====== PROVIDED TEXT

Poison Spring (18 page)

The resemblance of a picker’s day to that of an American slave could hardly have been lost on the African-American Owens. “When I arrived at the crew chief’s home at about four a.m., they were already up and the wife was making chicken sandwiches to sell in the fields,” he wrote. “At four-thirty, we loaded on the bus and headed toward the ‘ramp.’ The ramp is a place about a block square where workers assemble in the morning and growers and crew chiefs come to select work crews for the day’s harvest. We drove on and dust began to rise from the muck soils as we headed down the lane toward the cornfield. I looked out the window of the bus, as the sun was coming up, and could see nothing but sweet corn, miles and miles of it.”

As Owens and his crew unloaded from the bus, they noticed workers mounting “an awkward-looking machine.” This was the mule train, from which “pullers” must harvest a minimum of fifty-six ears of corn per minute—almost an ear per second. The puller walks between two rows, pulling three ears of corn in each hand and simultaneously pitching the six ears into a bin just above his head. For this they were paid about three dollars a day.

============

BRIEF 1:
List every number written out as a word in the Poison Spring paragraph that begins "As Owens and his crew unloaded," with what each one counts.
BRIEF 2:
Pick up the Poison Spring passage after its final sentence and write the next paragraph.

====== MATERIAL PROVIDED

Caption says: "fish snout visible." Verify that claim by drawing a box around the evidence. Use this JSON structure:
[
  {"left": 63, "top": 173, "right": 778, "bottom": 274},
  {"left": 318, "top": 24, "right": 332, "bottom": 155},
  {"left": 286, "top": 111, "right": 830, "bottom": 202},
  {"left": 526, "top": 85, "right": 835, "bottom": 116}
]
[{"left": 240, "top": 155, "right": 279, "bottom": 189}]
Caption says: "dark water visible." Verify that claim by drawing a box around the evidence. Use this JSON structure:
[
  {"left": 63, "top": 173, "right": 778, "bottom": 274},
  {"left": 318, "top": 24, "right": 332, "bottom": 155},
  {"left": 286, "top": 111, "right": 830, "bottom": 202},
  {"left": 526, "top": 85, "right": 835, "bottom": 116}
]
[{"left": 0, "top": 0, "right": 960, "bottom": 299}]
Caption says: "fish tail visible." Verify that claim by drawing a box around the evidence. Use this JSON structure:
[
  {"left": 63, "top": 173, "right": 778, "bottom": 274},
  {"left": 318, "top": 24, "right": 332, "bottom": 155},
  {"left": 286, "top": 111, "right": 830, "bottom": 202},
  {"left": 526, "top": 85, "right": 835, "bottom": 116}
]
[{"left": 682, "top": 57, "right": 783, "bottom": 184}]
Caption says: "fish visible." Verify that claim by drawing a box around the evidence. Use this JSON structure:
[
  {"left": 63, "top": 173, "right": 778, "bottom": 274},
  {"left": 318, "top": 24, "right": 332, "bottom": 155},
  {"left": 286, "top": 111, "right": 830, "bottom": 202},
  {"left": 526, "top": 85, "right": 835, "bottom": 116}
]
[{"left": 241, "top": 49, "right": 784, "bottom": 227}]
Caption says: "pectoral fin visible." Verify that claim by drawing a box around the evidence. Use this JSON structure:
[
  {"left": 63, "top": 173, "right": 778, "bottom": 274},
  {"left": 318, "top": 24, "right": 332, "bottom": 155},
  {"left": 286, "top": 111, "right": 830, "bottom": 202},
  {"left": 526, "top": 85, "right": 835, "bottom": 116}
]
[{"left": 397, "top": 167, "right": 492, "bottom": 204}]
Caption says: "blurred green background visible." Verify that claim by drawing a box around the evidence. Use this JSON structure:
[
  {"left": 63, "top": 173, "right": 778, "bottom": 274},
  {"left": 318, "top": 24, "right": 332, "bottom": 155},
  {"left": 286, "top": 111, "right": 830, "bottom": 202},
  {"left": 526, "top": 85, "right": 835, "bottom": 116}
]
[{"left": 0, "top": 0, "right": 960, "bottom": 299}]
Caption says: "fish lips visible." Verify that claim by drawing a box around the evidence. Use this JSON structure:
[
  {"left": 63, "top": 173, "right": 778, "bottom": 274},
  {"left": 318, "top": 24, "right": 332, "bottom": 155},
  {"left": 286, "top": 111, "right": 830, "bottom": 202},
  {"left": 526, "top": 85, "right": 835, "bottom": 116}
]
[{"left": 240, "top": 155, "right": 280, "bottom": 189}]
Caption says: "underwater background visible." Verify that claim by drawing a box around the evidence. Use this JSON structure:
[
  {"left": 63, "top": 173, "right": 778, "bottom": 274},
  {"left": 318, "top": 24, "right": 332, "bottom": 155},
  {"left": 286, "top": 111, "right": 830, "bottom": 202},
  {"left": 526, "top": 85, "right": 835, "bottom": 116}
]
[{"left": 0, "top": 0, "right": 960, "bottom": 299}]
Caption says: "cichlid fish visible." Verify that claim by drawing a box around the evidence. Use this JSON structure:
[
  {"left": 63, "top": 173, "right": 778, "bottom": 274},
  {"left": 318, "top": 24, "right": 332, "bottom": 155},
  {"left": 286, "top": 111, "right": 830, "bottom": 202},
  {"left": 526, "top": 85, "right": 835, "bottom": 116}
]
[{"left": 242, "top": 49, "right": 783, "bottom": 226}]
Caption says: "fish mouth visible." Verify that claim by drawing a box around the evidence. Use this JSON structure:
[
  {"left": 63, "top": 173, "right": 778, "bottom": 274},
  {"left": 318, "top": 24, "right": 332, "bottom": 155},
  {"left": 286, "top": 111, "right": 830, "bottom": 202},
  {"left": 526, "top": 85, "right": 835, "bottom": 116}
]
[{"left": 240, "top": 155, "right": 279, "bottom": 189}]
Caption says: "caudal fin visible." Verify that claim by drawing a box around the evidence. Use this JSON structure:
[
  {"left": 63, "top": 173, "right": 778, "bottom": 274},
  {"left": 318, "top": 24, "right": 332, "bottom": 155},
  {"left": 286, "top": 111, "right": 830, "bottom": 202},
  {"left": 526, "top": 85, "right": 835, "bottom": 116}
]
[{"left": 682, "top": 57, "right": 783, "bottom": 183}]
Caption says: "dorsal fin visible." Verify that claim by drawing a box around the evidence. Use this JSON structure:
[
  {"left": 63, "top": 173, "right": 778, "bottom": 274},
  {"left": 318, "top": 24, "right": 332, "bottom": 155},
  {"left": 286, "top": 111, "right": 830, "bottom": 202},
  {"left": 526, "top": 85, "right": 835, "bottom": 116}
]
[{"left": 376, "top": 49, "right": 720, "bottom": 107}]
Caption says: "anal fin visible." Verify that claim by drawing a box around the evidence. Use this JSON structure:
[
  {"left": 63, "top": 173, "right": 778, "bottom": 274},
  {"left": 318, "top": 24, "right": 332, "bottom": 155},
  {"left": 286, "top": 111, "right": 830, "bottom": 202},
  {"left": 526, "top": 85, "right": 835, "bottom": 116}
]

============

EXERCISE RESULT 1:
- fifty-six: the minimum ears of corn per minute a puller must harvest
- two: the rows the puller walks between
- three: the ears of corn pulled in each hand
- six: the ears pitched at once into the bin
- three: the approximate dollars paid per day

EXERCISE RESULT 2:
The pullers are usually wet within the first thirty minutes in the field, a result of heavy dew on the plants caused by the soil’s high water table. Combined with the almost colloidal dust particles, the dew leaves the worker’s clothing as wet and black as the soil. The wet particles penetrate the worker’s outer clothing and also make it difficult to clean undergarments after a day’s work as a puller.

Owens jumped right in, taking a position first as a lead puller, then—when the pace proved too fast—as a wing puller. The rows were six hundred feet long, but they seemed endless. “I began to understand the reason for beginning work so early in the morning,” Owens wrote. “The workers cannot tolerate the intense heat generated by the sun and the corn later in the day. Fine muck particles rise as the train moves along, covering workers with particles resembling coal dust. As we approached the end of the row some fifteen minutes was required for the train to turn around and get started again.”

Out on the wing, the fumes from the train’s engine added to the misery. It was then that Owens, looking off some 500 yards to the left, noticed the planes, “descending to the tassel level of the corn, spraying pesticides, protecting the corn against the earworm . . . I realized that at the pace we were moving we would be pulling the newly sprayed corn before nightfall,” he wrote.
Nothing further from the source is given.